▶ [TEXT SHOWN]
┌──

Page usage identified which parts of the user journey had the highest potential of improvement.
Working with medical experts, I identified user workflows and product friction points.
In order to reduce context switching, the user experience needed to follow their workflow, not the other way around.
Rapid prototyping
I prototyped several solutions that could address our HMWs, in order to gather user feedback.
I wireframed just enough to learn what did and didn’t work.
How might we improve charting times?
I worked with medical experts to script scenarios that would facilitate insightful discussion.
We observed where users would click and learned what they thought was valuable information at every step of the way.
UX Architecture
Building on early user insights, we developed a detailed product proposal to guide our transition from prototype to a fully functional app. By mapping the user journey across platforms, we identified a critical area for improvement—helping define scope and constraints.

└──

▶ [DATASET EXCERPTS]
┌──

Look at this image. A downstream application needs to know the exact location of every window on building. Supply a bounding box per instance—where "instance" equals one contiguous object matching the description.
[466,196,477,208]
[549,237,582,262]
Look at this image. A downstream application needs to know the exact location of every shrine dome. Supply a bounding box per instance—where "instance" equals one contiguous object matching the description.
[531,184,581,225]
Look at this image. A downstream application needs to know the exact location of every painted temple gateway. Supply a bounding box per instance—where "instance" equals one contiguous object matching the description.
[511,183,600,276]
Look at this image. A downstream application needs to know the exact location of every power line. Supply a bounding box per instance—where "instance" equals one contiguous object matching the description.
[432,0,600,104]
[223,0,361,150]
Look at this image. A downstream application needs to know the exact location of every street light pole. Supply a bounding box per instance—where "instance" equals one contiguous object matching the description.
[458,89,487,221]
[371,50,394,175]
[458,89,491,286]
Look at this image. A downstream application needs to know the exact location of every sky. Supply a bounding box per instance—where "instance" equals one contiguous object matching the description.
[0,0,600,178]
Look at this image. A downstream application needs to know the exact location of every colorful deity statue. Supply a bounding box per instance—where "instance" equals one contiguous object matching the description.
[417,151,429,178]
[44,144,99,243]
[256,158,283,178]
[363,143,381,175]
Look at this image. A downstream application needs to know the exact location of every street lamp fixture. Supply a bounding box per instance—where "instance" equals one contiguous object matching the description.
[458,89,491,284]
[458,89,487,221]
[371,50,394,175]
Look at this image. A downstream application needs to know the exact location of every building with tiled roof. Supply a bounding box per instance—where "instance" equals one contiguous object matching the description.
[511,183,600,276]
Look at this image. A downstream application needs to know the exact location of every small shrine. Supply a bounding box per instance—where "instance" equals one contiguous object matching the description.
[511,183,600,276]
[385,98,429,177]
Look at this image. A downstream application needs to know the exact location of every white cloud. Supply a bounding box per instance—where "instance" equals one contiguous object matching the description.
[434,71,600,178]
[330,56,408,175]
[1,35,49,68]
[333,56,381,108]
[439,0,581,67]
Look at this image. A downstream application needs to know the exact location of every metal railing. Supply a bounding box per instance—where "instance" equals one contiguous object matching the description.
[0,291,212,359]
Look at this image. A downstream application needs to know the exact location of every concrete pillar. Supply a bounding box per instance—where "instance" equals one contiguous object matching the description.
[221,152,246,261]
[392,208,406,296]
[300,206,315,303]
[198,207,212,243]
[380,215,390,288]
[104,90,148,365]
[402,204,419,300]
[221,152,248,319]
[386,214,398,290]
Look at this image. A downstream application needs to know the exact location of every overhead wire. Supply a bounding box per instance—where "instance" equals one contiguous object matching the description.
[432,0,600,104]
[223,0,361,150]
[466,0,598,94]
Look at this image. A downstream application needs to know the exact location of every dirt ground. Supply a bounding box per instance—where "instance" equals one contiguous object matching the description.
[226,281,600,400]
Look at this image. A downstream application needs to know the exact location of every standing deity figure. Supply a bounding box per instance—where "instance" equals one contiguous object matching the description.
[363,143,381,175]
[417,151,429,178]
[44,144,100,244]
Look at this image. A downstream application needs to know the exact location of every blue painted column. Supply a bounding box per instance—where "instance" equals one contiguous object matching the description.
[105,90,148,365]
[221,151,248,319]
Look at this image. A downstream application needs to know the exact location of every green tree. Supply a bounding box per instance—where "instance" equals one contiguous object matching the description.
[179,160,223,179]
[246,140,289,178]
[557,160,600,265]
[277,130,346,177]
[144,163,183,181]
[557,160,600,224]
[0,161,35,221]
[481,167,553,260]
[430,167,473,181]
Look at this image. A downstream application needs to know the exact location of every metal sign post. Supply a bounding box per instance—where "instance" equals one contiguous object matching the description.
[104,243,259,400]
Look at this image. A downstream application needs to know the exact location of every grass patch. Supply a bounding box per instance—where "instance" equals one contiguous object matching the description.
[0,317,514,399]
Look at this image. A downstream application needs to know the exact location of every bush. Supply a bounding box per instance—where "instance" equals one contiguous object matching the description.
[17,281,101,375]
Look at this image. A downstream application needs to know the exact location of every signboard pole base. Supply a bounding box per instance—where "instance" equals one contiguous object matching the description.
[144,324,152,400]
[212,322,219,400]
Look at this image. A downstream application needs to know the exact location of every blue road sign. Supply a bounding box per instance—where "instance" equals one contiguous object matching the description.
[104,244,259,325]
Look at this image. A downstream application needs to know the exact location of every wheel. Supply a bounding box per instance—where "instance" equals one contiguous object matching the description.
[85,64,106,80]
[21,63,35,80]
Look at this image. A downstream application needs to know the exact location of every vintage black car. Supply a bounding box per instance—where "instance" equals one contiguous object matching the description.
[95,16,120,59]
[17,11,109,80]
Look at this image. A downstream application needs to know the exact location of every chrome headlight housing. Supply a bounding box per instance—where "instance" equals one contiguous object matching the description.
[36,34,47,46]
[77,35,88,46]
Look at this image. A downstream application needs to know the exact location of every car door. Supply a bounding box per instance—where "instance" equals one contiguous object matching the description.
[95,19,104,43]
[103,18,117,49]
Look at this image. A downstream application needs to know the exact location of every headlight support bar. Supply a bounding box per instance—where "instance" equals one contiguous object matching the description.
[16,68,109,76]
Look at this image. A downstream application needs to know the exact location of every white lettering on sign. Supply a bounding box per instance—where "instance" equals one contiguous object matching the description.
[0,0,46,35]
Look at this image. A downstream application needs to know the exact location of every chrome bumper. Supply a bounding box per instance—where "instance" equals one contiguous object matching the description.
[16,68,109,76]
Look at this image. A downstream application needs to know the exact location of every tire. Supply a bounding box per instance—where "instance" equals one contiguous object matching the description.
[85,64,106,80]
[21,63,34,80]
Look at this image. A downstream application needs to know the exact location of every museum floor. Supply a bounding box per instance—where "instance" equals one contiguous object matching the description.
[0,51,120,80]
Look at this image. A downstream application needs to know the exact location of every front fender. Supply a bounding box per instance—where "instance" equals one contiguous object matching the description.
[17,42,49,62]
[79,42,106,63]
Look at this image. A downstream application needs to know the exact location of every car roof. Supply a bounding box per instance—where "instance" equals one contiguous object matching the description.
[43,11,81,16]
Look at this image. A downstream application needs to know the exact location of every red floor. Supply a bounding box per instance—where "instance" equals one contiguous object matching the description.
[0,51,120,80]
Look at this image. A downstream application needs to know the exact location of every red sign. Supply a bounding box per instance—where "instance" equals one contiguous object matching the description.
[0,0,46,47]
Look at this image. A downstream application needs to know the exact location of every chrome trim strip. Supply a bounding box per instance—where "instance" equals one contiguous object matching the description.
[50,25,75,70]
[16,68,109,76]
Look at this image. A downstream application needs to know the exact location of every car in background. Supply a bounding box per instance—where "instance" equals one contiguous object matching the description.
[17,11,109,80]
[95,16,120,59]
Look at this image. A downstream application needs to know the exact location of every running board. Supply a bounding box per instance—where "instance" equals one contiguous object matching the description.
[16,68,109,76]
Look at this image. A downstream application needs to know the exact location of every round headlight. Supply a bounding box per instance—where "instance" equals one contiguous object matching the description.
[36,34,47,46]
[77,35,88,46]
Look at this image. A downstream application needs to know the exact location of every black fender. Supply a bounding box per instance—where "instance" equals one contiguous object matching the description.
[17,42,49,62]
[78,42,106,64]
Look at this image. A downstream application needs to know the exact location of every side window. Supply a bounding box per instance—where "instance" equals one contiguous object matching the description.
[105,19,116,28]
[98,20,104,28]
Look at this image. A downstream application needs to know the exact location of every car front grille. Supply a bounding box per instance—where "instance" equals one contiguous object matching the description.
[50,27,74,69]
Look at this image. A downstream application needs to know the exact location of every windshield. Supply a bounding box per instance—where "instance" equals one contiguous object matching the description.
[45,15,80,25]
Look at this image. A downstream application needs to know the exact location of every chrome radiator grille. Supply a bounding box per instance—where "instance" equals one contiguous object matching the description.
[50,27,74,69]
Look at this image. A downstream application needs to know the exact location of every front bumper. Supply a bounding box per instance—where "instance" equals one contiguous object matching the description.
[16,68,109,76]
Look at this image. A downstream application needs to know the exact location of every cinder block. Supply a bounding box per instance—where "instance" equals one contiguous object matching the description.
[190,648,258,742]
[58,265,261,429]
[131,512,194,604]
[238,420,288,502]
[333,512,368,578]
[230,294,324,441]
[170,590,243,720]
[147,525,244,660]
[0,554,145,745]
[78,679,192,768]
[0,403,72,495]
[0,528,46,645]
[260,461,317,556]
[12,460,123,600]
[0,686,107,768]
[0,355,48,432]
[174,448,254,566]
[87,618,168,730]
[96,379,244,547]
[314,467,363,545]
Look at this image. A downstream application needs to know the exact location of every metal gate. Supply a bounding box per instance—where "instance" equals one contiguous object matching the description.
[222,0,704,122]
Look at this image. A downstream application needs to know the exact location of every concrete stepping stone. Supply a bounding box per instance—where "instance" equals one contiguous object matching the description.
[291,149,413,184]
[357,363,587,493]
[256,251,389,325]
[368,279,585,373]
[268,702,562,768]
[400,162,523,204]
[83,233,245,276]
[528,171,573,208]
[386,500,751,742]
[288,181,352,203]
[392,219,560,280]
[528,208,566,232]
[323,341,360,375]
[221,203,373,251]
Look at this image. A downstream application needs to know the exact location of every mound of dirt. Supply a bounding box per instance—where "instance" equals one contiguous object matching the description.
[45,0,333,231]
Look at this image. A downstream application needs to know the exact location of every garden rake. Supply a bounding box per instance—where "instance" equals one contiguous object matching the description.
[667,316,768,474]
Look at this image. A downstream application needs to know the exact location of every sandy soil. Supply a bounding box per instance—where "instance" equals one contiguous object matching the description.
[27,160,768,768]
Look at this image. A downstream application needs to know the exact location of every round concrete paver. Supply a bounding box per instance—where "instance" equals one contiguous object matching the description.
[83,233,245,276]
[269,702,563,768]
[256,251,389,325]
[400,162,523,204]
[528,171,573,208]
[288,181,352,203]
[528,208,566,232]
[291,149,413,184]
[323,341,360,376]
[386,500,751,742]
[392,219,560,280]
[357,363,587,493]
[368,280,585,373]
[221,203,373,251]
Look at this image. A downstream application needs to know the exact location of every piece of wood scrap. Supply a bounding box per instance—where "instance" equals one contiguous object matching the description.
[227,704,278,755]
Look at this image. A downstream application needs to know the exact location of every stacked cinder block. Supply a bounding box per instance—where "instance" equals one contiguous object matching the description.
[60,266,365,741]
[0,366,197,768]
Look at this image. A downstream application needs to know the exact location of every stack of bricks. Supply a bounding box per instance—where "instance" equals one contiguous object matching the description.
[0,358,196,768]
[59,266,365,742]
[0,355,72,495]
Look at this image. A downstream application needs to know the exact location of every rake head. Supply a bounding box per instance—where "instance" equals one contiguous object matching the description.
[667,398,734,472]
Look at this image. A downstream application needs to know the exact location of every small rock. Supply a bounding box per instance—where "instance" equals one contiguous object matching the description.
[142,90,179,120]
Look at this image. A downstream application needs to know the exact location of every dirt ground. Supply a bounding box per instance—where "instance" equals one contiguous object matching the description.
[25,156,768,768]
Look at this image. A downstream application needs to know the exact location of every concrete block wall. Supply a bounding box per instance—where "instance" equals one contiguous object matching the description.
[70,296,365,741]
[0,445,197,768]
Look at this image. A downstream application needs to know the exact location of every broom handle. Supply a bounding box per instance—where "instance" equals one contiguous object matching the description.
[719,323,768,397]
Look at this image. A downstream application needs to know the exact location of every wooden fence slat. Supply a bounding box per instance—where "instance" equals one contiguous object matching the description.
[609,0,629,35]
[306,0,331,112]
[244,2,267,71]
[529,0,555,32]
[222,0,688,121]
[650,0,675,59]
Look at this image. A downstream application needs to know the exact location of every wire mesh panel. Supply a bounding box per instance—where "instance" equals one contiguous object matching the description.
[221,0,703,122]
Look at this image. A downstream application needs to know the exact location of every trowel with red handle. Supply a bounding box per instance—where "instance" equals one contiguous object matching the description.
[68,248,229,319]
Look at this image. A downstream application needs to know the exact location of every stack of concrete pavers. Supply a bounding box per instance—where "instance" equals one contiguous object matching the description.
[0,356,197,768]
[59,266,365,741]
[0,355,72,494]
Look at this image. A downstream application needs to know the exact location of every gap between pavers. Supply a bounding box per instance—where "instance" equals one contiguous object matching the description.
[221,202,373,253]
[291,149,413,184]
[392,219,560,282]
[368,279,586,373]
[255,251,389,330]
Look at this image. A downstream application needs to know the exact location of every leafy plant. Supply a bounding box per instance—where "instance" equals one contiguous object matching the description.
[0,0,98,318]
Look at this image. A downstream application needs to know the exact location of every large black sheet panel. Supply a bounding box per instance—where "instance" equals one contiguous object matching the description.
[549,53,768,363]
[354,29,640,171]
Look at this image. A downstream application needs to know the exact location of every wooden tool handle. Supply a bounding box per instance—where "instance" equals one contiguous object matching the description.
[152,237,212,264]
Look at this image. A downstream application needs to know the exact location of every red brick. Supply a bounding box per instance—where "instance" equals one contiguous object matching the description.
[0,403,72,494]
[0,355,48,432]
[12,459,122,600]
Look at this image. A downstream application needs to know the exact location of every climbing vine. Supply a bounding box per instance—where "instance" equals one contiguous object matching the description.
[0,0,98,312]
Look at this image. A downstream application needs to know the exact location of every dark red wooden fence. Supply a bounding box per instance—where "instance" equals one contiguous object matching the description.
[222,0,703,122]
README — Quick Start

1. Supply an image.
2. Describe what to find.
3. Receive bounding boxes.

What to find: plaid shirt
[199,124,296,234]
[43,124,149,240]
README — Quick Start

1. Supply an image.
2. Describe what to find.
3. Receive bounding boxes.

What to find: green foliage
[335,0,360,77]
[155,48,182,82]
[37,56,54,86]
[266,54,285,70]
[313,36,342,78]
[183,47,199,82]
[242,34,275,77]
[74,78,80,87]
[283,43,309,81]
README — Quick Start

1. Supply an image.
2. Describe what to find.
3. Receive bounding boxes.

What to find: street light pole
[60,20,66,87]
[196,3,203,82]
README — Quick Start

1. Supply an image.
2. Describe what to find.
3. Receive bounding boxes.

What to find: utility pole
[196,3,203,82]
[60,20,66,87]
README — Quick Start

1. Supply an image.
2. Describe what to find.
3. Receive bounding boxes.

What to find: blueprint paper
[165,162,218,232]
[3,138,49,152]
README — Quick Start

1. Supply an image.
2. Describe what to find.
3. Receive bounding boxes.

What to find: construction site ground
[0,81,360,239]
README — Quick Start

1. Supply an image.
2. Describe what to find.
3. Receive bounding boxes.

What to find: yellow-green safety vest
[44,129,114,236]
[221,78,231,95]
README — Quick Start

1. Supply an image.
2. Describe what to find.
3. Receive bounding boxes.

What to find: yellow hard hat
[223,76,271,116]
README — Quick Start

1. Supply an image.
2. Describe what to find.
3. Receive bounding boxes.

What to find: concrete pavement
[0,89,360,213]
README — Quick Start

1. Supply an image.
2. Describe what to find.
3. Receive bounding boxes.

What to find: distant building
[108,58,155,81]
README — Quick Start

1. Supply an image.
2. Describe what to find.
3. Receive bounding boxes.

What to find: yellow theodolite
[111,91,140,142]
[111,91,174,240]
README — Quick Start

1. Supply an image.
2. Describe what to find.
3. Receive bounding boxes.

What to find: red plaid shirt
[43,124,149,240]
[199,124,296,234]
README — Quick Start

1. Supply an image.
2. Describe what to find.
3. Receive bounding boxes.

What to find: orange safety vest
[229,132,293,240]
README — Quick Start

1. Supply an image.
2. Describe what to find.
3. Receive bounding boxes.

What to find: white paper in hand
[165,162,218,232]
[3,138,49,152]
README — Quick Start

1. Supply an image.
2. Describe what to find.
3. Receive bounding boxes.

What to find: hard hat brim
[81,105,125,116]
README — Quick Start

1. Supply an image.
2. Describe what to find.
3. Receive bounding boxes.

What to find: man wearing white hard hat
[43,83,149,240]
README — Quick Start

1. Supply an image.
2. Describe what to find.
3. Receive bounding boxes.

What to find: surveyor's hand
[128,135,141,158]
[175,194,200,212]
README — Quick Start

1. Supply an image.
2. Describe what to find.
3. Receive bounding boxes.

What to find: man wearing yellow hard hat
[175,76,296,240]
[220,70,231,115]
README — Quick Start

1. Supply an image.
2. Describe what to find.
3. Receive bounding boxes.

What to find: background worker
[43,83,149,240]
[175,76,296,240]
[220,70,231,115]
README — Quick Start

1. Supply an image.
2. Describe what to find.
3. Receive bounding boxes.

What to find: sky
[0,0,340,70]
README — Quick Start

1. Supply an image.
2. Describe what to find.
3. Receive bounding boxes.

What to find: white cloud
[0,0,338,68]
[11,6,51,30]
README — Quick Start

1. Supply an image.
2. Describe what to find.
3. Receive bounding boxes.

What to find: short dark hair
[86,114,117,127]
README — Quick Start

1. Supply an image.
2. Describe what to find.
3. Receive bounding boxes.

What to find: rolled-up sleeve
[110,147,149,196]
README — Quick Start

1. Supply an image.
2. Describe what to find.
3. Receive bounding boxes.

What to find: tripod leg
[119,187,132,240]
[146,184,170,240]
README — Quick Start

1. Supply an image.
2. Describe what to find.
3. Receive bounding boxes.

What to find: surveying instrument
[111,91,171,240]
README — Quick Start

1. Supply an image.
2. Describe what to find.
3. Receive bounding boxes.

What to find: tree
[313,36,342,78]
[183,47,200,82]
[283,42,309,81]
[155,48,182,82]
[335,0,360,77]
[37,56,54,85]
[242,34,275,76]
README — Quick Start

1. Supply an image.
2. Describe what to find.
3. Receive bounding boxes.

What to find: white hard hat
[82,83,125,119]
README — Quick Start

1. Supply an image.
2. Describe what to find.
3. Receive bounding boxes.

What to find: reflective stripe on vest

└──

▶ [PROBLEM 1]
Answer these about the UX case study:
(a) What did page usage identify?
(b) Who did the author work with to script scenarios?
(c) What did mapping the user journey across platforms identify?
▶ [PROBLEM 2]
Pick up the UX case study after its last sentence and continue it.
The listing comes from a different source than the UX case study.

▶ [ANSWER SECTION 1]
(a) Which parts of the user journey had the highest potential of improvement.
(b) Medical experts.
(c) A critical area for improvement.

▶ [ANSWER SECTION 2]
Using swim lane diagrams, we mapped data flow and timing against user actions, ensuring design and technical requirements were fully integrated. This collaborative approach allowed back-end development to progress in parallel with design.
Development
Building a Scalable, Cross-Device UI for iOS, Android, and Web
I led a lean, scalable design strategy that balanced speed and structure. Knowing the app was built with Ionic React, I worked within its minimal UI library to accelerate development—leveraging existing components wherever possible and designing custom ones only when necessary.
We started with simpler screens to define the core UI patterns and interaction models. These early decisions gave us a solid foundation to scale as we moved into more complex workflows. As the design library matured, we were able to maintain visual and functional consistency across all device types.
Component development workflow
I start by auditing existing library components and benchmarking against best-in-class design systems like Human Interface Guidelines and Material Design. Guided by accessibility standards and user research, we explore scalable, usable solutions. After defining component states with engineering, the finalized design is handed off for development. I review built components for accuracy before they’re added to Storybook and made available for reuse. My team also supports implementation across the product.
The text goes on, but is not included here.